*REQUIRED WORK:*
Lay out the rows below as a Markdown table with two columns, No. and Line, numbering each line in order, placing the line beside its number, and leaving out any blank lines.

++++ SOURCE DATA

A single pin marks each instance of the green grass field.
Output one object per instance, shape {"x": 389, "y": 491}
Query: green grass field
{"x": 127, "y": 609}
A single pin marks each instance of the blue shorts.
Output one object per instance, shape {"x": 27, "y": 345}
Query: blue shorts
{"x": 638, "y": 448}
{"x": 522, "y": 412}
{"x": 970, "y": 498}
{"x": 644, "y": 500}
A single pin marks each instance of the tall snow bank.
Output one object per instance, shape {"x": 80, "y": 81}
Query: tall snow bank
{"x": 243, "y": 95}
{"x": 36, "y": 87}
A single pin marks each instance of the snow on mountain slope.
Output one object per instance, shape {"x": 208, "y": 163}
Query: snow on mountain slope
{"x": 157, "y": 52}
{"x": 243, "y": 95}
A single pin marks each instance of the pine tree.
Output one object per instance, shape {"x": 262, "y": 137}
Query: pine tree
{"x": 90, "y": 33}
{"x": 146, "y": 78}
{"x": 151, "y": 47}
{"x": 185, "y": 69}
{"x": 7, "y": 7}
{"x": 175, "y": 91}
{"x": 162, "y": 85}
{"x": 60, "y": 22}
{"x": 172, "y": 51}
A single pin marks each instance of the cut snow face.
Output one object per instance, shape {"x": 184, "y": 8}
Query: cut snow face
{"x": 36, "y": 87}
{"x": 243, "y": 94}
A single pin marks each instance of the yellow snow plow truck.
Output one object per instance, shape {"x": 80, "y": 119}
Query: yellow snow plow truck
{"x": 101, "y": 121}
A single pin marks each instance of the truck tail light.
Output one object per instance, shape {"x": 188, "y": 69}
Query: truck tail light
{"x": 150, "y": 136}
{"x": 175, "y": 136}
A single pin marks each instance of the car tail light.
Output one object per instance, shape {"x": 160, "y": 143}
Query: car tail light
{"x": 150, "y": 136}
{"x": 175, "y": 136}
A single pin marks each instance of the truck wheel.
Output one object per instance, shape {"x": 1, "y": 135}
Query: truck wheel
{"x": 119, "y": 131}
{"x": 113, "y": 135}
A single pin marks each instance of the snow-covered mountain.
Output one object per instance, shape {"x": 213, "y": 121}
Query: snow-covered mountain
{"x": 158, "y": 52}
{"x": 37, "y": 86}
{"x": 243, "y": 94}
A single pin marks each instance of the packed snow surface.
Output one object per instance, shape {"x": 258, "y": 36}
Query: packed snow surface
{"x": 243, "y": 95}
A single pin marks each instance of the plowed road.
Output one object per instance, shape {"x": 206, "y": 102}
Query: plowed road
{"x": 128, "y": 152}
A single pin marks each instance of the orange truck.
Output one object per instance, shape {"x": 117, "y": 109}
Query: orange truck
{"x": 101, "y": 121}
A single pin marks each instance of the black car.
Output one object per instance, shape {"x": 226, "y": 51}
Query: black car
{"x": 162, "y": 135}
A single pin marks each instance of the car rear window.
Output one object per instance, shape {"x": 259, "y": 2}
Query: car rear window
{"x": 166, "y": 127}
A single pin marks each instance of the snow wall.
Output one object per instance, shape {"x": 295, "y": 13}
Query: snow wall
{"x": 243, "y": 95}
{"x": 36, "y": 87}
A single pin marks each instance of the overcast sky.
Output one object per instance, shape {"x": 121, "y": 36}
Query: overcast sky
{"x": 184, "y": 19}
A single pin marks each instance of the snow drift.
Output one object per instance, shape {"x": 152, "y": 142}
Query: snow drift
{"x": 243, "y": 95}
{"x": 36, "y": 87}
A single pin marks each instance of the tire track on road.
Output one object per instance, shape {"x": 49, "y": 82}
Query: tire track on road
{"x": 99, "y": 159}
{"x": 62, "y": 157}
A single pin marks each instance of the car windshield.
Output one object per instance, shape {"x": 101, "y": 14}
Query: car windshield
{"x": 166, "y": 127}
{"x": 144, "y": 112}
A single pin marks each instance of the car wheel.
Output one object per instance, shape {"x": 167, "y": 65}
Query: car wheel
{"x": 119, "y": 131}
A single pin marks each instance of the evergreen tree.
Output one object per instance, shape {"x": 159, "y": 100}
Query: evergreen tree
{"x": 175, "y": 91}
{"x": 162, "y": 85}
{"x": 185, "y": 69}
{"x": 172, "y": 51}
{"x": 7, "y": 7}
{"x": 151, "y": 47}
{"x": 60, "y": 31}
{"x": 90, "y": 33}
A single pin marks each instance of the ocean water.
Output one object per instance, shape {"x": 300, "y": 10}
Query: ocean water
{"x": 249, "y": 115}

++++++++

*EXPECTED ANSWER:*
| No. | Line |
|---|---|
| 1 | A single pin marks each instance of the green grass field. |
| 2 | Output one object per instance, shape {"x": 389, "y": 491} |
| 3 | Query: green grass field |
| 4 | {"x": 127, "y": 609} |
| 5 | A single pin marks each instance of the blue shorts. |
| 6 | Output one object per instance, shape {"x": 27, "y": 345} |
| 7 | Query: blue shorts |
| 8 | {"x": 638, "y": 448} |
| 9 | {"x": 522, "y": 412} |
| 10 | {"x": 970, "y": 498} |
| 11 | {"x": 644, "y": 500} |
| 12 | A single pin marks each instance of the tall snow bank. |
| 13 | Output one object per instance, shape {"x": 80, "y": 81} |
| 14 | Query: tall snow bank |
| 15 | {"x": 243, "y": 95} |
| 16 | {"x": 36, "y": 87} |
| 17 | A single pin marks each instance of the snow on mountain slope. |
| 18 | Output one object per instance, shape {"x": 208, "y": 163} |
| 19 | Query: snow on mountain slope |
| 20 | {"x": 157, "y": 52} |
| 21 | {"x": 243, "y": 95} |
| 22 | A single pin marks each instance of the pine tree. |
| 23 | Output one object per instance, shape {"x": 262, "y": 137} |
| 24 | Query: pine tree |
| 25 | {"x": 90, "y": 33} |
| 26 | {"x": 146, "y": 78} |
| 27 | {"x": 151, "y": 47} |
| 28 | {"x": 185, "y": 69} |
| 29 | {"x": 7, "y": 7} |
| 30 | {"x": 175, "y": 91} |
| 31 | {"x": 162, "y": 85} |
| 32 | {"x": 60, "y": 22} |
| 33 | {"x": 172, "y": 51} |
| 34 | A single pin marks each instance of the cut snow face. |
| 35 | Output one object per instance, shape {"x": 184, "y": 8} |
| 36 | Query: cut snow face |
| 37 | {"x": 36, "y": 87} |
| 38 | {"x": 243, "y": 94} |
| 39 | A single pin marks each instance of the yellow snow plow truck. |
| 40 | Output one object per instance, shape {"x": 80, "y": 119} |
| 41 | Query: yellow snow plow truck |
| 42 | {"x": 101, "y": 121} |
| 43 | A single pin marks each instance of the truck tail light. |
| 44 | Output one object per instance, shape {"x": 188, "y": 69} |
| 45 | Query: truck tail light |
| 46 | {"x": 150, "y": 136} |
| 47 | {"x": 175, "y": 136} |
| 48 | A single pin marks each instance of the car tail light. |
| 49 | Output one object per instance, shape {"x": 160, "y": 143} |
| 50 | Query: car tail light |
| 51 | {"x": 150, "y": 136} |
| 52 | {"x": 175, "y": 136} |
| 53 | A single pin marks each instance of the truck wheel. |
| 54 | Output one object per instance, shape {"x": 1, "y": 135} |
| 55 | Query: truck wheel |
| 56 | {"x": 119, "y": 131} |
| 57 | {"x": 113, "y": 135} |
| 58 | A single pin marks each instance of the snow-covered mountain. |
| 59 | Output one object per instance, shape {"x": 213, "y": 121} |
| 60 | Query: snow-covered mountain |
| 61 | {"x": 158, "y": 52} |
| 62 | {"x": 37, "y": 86} |
| 63 | {"x": 243, "y": 94} |
| 64 | A single pin marks each instance of the packed snow surface. |
| 65 | Output one object per instance, shape {"x": 258, "y": 36} |
| 66 | Query: packed snow surface |
| 67 | {"x": 243, "y": 95} |
| 68 | A single pin marks each instance of the plowed road. |
| 69 | Output one object per instance, shape {"x": 206, "y": 102} |
| 70 | Query: plowed road |
| 71 | {"x": 128, "y": 152} |
| 72 | A single pin marks each instance of the orange truck. |
| 73 | Output one object per instance, shape {"x": 117, "y": 109} |
| 74 | Query: orange truck |
| 75 | {"x": 101, "y": 121} |
| 76 | A single pin marks each instance of the black car. |
| 77 | Output one object per instance, shape {"x": 226, "y": 51} |
| 78 | Query: black car |
| 79 | {"x": 162, "y": 135} |
| 80 | A single pin marks each instance of the car rear window. |
| 81 | Output one object per instance, shape {"x": 259, "y": 2} |
| 82 | Query: car rear window |
| 83 | {"x": 166, "y": 127} |
| 84 | A single pin marks each instance of the snow wall. |
| 85 | Output one object per instance, shape {"x": 295, "y": 13} |
| 86 | Query: snow wall |
| 87 | {"x": 243, "y": 95} |
| 88 | {"x": 36, "y": 87} |
| 89 | A single pin marks each instance of the overcast sky. |
| 90 | Output one object per instance, shape {"x": 121, "y": 36} |
| 91 | Query: overcast sky |
| 92 | {"x": 184, "y": 19} |
| 93 | A single pin marks each instance of the snow drift. |
| 94 | Output one object per instance, shape {"x": 152, "y": 142} |
| 95 | Query: snow drift |
| 96 | {"x": 243, "y": 95} |
| 97 | {"x": 36, "y": 87} |
| 98 | A single pin marks each instance of the tire track on road. |
| 99 | Output one object per instance, shape {"x": 49, "y": 82} |
| 100 | Query: tire track on road |
| 101 | {"x": 99, "y": 159} |
| 102 | {"x": 62, "y": 157} |
| 103 | A single pin marks each instance of the car windshield. |
| 104 | Output one object per instance, shape {"x": 101, "y": 14} |
| 105 | Query: car windshield |
| 106 | {"x": 166, "y": 127} |
| 107 | {"x": 144, "y": 112} |
| 108 | A single pin marks each instance of the car wheel. |
| 109 | Output one object per instance, shape {"x": 167, "y": 65} |
| 110 | Query: car wheel |
| 111 | {"x": 119, "y": 131} |
| 112 | A single pin marks each instance of the evergreen tree. |
| 113 | Output one object per instance, shape {"x": 159, "y": 100} |
| 114 | Query: evergreen tree |
| 115 | {"x": 175, "y": 91} |
| 116 | {"x": 162, "y": 85} |
| 117 | {"x": 185, "y": 69} |
| 118 | {"x": 172, "y": 51} |
| 119 | {"x": 7, "y": 7} |
| 120 | {"x": 151, "y": 47} |
| 121 | {"x": 60, "y": 31} |
| 122 | {"x": 90, "y": 33} |
| 123 | A single pin marks each instance of the ocean water. |
| 124 | Output one object per instance, shape {"x": 300, "y": 10} |
| 125 | Query: ocean water |
| 126 | {"x": 249, "y": 115} |